Written task ▸ Render the stretch from the line containing "Mark the region of each instance of the dirt" through the end of the records as a JSON list of strings, one string per line, with blank lines omitted.

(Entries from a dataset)

** Start **

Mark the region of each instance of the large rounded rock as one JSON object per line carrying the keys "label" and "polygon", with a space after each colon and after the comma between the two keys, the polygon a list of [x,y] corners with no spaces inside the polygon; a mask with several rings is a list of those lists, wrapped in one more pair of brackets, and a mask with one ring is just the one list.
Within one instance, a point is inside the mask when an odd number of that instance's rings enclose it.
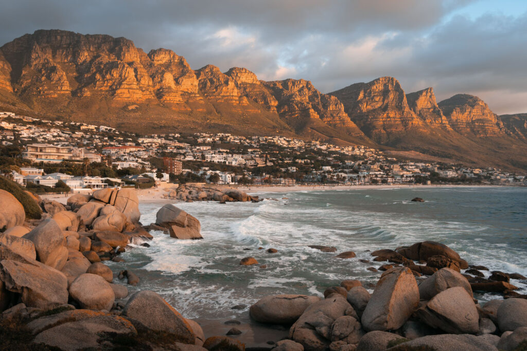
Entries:
{"label": "large rounded rock", "polygon": [[339,317],[355,311],[342,296],[321,300],[310,305],[289,329],[289,338],[306,350],[325,350],[331,343],[331,328]]}
{"label": "large rounded rock", "polygon": [[46,309],[67,303],[66,277],[37,261],[30,264],[2,260],[0,280],[7,290],[21,294],[27,307]]}
{"label": "large rounded rock", "polygon": [[16,198],[0,189],[0,232],[17,225],[22,225],[26,220],[24,207]]}
{"label": "large rounded rock", "polygon": [[497,309],[497,324],[502,332],[527,327],[527,299],[508,298]]}
{"label": "large rounded rock", "polygon": [[277,295],[266,296],[249,308],[251,317],[257,322],[274,324],[292,324],[318,296]]}
{"label": "large rounded rock", "polygon": [[58,212],[53,215],[52,218],[55,220],[62,230],[76,232],[79,230],[80,221],[79,216],[74,212],[71,211]]}
{"label": "large rounded rock", "polygon": [[96,218],[99,217],[101,209],[104,206],[96,202],[86,203],[77,211],[77,214],[85,226],[91,226]]}
{"label": "large rounded rock", "polygon": [[423,350],[426,351],[496,351],[493,345],[484,339],[469,334],[428,335],[399,344],[388,349],[390,351]]}
{"label": "large rounded rock", "polygon": [[36,259],[35,244],[31,240],[4,234],[0,236],[0,246],[6,246],[11,252],[17,254],[27,260]]}
{"label": "large rounded rock", "polygon": [[134,189],[121,189],[117,193],[113,204],[132,223],[139,222],[141,213],[139,212],[139,199]]}
{"label": "large rounded rock", "polygon": [[[85,258],[85,259],[86,259]],[[100,275],[109,283],[111,283],[112,280],[113,280],[113,273],[112,272],[112,270],[108,266],[101,262],[94,262],[91,264],[88,267],[85,273]]]}
{"label": "large rounded rock", "polygon": [[451,334],[476,334],[479,314],[472,296],[460,286],[450,288],[434,296],[417,310],[424,322]]}
{"label": "large rounded rock", "polygon": [[59,270],[66,264],[68,256],[67,248],[64,246],[66,239],[54,220],[46,219],[22,237],[33,242],[37,259],[42,263]]}
{"label": "large rounded rock", "polygon": [[518,348],[522,343],[527,344],[527,327],[520,327],[512,333],[502,336],[497,343],[497,348],[504,351],[524,350],[525,345],[523,348]]}
{"label": "large rounded rock", "polygon": [[22,225],[17,225],[15,227],[11,227],[4,232],[5,235],[13,235],[21,238],[31,231],[29,228]]}
{"label": "large rounded rock", "polygon": [[419,304],[419,288],[406,267],[387,270],[380,277],[361,318],[367,330],[388,330],[401,327]]}
{"label": "large rounded rock", "polygon": [[404,339],[401,335],[387,332],[374,330],[367,333],[357,345],[356,351],[384,351],[391,342]]}
{"label": "large rounded rock", "polygon": [[[108,206],[105,206],[103,209]],[[113,207],[113,206],[111,206]],[[103,212],[103,210],[101,210]],[[122,232],[126,228],[126,216],[115,210],[111,213],[97,217],[92,223],[94,230]]]}
{"label": "large rounded rock", "polygon": [[195,341],[196,335],[185,318],[153,292],[141,291],[133,295],[124,306],[123,314],[150,329],[175,334],[186,344]]}
{"label": "large rounded rock", "polygon": [[460,268],[462,269],[469,268],[469,264],[461,259],[457,253],[446,245],[436,242],[416,243],[411,246],[399,248],[397,252],[407,258],[414,260],[426,261],[434,256],[443,256],[457,262]]}
{"label": "large rounded rock", "polygon": [[101,276],[85,273],[70,286],[70,295],[82,308],[109,311],[113,307],[115,295],[110,284]]}
{"label": "large rounded rock", "polygon": [[430,300],[441,292],[456,286],[462,287],[472,295],[472,288],[466,278],[450,268],[442,268],[419,285],[419,297],[422,300]]}
{"label": "large rounded rock", "polygon": [[97,232],[95,234],[95,239],[106,243],[113,248],[124,247],[128,244],[128,236],[126,234],[113,230]]}
{"label": "large rounded rock", "polygon": [[155,224],[168,228],[170,236],[178,239],[201,239],[201,225],[197,218],[171,204],[161,208]]}
{"label": "large rounded rock", "polygon": [[357,312],[357,314],[360,317],[362,316],[366,306],[368,305],[369,299],[372,296],[368,292],[368,290],[362,286],[356,286],[352,288],[348,292],[346,299],[349,304],[352,305],[353,309]]}

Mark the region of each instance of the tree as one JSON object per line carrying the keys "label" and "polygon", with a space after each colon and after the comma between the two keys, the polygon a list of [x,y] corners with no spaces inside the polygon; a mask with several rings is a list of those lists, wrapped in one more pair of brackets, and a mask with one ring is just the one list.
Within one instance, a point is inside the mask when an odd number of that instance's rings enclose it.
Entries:
{"label": "tree", "polygon": [[211,183],[213,183],[214,184],[217,184],[218,182],[220,181],[220,175],[218,173],[213,173],[209,176],[209,181]]}

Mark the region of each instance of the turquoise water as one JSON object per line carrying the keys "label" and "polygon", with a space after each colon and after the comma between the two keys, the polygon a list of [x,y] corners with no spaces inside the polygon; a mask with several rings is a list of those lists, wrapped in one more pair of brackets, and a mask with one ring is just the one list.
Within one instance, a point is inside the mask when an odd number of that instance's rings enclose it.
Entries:
{"label": "turquoise water", "polygon": [[[154,232],[149,248],[122,256],[141,279],[136,288],[161,294],[189,318],[235,318],[231,309],[276,294],[321,295],[345,279],[373,288],[380,263],[370,252],[433,240],[470,264],[527,275],[527,188],[437,187],[260,193],[258,203],[175,205],[198,218],[204,239],[181,240]],[[418,196],[424,203],[409,201]],[[162,204],[143,204],[141,222],[155,220]],[[323,253],[309,245],[335,246]],[[278,250],[268,254],[258,247]],[[250,249],[245,250],[244,249]],[[336,258],[352,250],[357,257]],[[240,266],[255,257],[267,268]],[[111,264],[115,270],[122,264]],[[488,275],[486,272],[484,272]],[[511,280],[527,293],[527,282]],[[368,285],[369,284],[369,285]],[[480,299],[492,294],[479,295]]]}

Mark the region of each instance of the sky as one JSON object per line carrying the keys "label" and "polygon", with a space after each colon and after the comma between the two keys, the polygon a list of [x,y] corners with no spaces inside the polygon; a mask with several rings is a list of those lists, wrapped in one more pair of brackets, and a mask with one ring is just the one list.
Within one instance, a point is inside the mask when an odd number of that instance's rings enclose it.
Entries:
{"label": "sky", "polygon": [[384,76],[438,102],[527,112],[527,0],[0,0],[0,45],[40,29],[123,36],[198,69],[243,67],[323,93]]}

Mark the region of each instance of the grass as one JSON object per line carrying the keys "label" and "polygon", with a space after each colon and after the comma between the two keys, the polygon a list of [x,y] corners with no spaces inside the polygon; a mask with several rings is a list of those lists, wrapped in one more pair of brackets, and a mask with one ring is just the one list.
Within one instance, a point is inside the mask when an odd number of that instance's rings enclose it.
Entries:
{"label": "grass", "polygon": [[24,207],[26,217],[34,219],[40,219],[42,210],[35,199],[27,194],[18,184],[5,177],[0,176],[0,189],[11,194]]}

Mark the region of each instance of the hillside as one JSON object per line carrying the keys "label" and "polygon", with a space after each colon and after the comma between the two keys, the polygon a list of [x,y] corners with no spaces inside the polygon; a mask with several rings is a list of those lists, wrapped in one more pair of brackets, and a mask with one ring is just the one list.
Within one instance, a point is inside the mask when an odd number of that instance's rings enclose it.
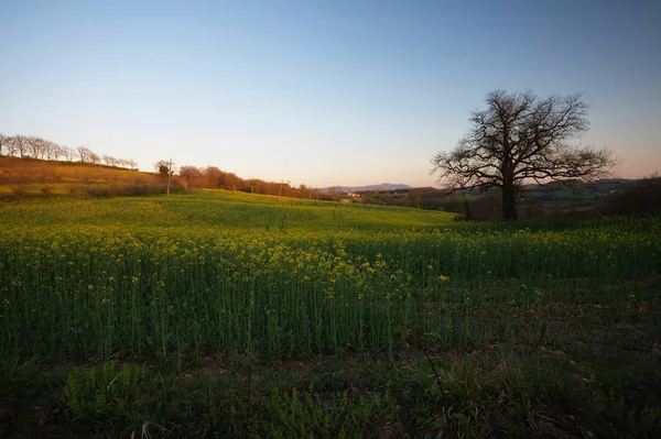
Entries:
{"label": "hillside", "polygon": [[143,195],[162,193],[156,174],[80,162],[0,156],[0,197],[35,195]]}

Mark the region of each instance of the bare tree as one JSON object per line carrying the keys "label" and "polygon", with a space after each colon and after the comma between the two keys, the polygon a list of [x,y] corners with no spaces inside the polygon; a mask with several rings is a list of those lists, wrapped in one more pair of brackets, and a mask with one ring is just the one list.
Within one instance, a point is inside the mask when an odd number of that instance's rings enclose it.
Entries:
{"label": "bare tree", "polygon": [[203,173],[195,166],[184,165],[180,167],[180,176],[186,182],[187,187],[199,185]]}
{"label": "bare tree", "polygon": [[78,158],[80,158],[82,163],[88,163],[91,161],[91,154],[94,154],[94,152],[86,147],[86,146],[78,146],[76,147],[76,151],[78,152]]}
{"label": "bare tree", "polygon": [[[14,154],[19,154],[19,157],[23,158],[28,155],[28,138],[24,135],[14,135],[11,139],[11,144],[13,145]],[[12,154],[12,155],[14,155]]]}
{"label": "bare tree", "polygon": [[579,94],[539,99],[531,91],[496,90],[485,102],[457,146],[432,158],[432,173],[449,191],[500,188],[503,219],[517,219],[517,188],[524,180],[593,179],[617,164],[606,149],[567,143],[588,129]]}
{"label": "bare tree", "polygon": [[44,146],[45,146],[47,160],[57,161],[57,158],[62,155],[62,153],[59,151],[59,145],[57,143],[51,142],[50,140],[47,140],[45,142]]}

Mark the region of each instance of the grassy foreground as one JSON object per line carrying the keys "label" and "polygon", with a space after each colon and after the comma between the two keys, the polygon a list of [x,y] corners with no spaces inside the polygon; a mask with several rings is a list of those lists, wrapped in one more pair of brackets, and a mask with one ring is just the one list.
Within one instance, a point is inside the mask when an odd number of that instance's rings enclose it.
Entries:
{"label": "grassy foreground", "polygon": [[0,433],[654,437],[661,221],[0,207]]}

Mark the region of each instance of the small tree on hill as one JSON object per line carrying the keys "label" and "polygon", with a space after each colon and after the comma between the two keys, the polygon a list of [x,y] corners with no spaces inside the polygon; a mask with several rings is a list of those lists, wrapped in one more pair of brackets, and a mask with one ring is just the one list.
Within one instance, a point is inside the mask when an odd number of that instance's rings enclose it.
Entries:
{"label": "small tree on hill", "polygon": [[524,180],[593,179],[608,174],[616,158],[606,150],[571,146],[587,131],[581,95],[539,99],[531,91],[491,91],[487,109],[470,114],[470,130],[448,152],[432,158],[432,173],[449,190],[498,187],[502,218],[517,219],[517,187]]}

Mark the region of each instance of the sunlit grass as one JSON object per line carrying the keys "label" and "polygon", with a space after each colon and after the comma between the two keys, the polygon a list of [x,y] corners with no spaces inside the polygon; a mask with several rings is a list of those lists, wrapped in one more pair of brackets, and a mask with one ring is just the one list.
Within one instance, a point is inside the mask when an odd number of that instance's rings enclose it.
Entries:
{"label": "sunlit grass", "polygon": [[[46,358],[377,351],[420,326],[465,345],[490,304],[540,312],[651,294],[661,226],[529,229],[220,190],[0,208],[0,345]],[[507,322],[501,322],[507,326]]]}

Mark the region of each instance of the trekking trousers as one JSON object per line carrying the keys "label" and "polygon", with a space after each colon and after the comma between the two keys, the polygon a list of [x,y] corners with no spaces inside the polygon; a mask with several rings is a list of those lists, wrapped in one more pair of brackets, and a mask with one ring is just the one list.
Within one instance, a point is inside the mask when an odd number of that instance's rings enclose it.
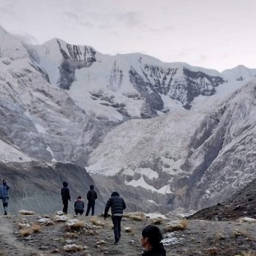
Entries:
{"label": "trekking trousers", "polygon": [[87,205],[87,211],[86,211],[86,216],[88,216],[91,208],[91,216],[94,215],[94,206],[95,206],[95,201],[88,201],[88,205]]}

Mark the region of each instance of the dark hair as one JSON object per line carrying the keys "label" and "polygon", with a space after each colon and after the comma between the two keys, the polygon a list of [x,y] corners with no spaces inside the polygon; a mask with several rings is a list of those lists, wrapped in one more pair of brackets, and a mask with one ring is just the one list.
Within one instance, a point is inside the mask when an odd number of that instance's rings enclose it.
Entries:
{"label": "dark hair", "polygon": [[68,184],[68,184],[67,182],[66,182],[66,181],[64,181],[64,182],[63,182],[63,187],[67,187],[68,186]]}
{"label": "dark hair", "polygon": [[142,230],[142,236],[148,238],[149,244],[153,247],[157,247],[162,239],[162,236],[158,227],[148,225]]}

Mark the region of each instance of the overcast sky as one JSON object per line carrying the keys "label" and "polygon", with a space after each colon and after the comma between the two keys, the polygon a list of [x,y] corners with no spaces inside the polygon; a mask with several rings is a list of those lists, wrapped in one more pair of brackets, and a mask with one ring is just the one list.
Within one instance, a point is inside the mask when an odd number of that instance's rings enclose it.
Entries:
{"label": "overcast sky", "polygon": [[111,55],[256,68],[256,0],[0,0],[0,25],[34,44],[58,37]]}

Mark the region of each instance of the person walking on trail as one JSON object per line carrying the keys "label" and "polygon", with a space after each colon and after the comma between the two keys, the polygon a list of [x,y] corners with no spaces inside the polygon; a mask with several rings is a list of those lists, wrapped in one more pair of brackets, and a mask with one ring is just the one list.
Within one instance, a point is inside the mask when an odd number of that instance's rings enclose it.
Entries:
{"label": "person walking on trail", "polygon": [[69,194],[69,189],[67,187],[69,184],[66,181],[63,182],[63,187],[61,189],[61,195],[62,198],[62,203],[63,203],[63,210],[62,211],[67,214],[67,208],[69,206],[69,200],[70,201],[70,194]]}
{"label": "person walking on trail", "polygon": [[95,206],[95,200],[98,198],[96,191],[94,190],[94,185],[90,186],[90,190],[87,193],[87,211],[86,216],[89,214],[91,208],[91,216],[94,215],[94,206]]}
{"label": "person walking on trail", "polygon": [[5,179],[3,179],[2,185],[0,187],[0,198],[3,203],[4,215],[7,215],[7,208],[9,202],[10,187],[7,185]]}
{"label": "person walking on trail", "polygon": [[111,219],[114,225],[115,244],[117,244],[121,237],[121,221],[123,217],[123,211],[127,208],[125,202],[122,197],[119,196],[117,192],[113,192],[111,197],[108,199],[104,211],[104,218],[106,219],[108,212],[111,207]]}
{"label": "person walking on trail", "polygon": [[83,214],[84,203],[82,200],[82,197],[80,196],[79,196],[75,201],[74,208],[75,215],[78,215],[78,214],[82,215]]}
{"label": "person walking on trail", "polygon": [[148,225],[142,230],[141,245],[145,250],[142,256],[166,256],[166,251],[161,243],[162,236],[158,227]]}

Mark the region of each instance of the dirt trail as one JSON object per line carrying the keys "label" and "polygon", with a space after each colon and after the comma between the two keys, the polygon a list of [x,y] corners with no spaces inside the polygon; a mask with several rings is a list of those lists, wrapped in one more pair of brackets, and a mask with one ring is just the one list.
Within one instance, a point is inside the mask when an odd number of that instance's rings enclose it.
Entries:
{"label": "dirt trail", "polygon": [[0,255],[41,255],[42,252],[18,241],[13,234],[15,219],[0,216]]}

** End **

Answer to the exercise ▸
[
  "Mark the region of each instance of the dirt trail as one JSON object per line carrying the keys \"label\" and \"polygon\", with a space after each colon and after the comma between the two keys, the polygon a list of [x,y] corners with no spaces inside the polygon; a mask with several rings is a list of those lists, wrapped in one more pair of brackets, and a mask with one ring is just the one list.",
  "Within one instance, a point is inside the mask when an odd number of that instance's rings enclose it.",
  "Entries:",
  "{\"label\": \"dirt trail\", \"polygon\": [[0,255],[41,255],[42,252],[18,241],[13,234],[15,219],[0,216]]}"
]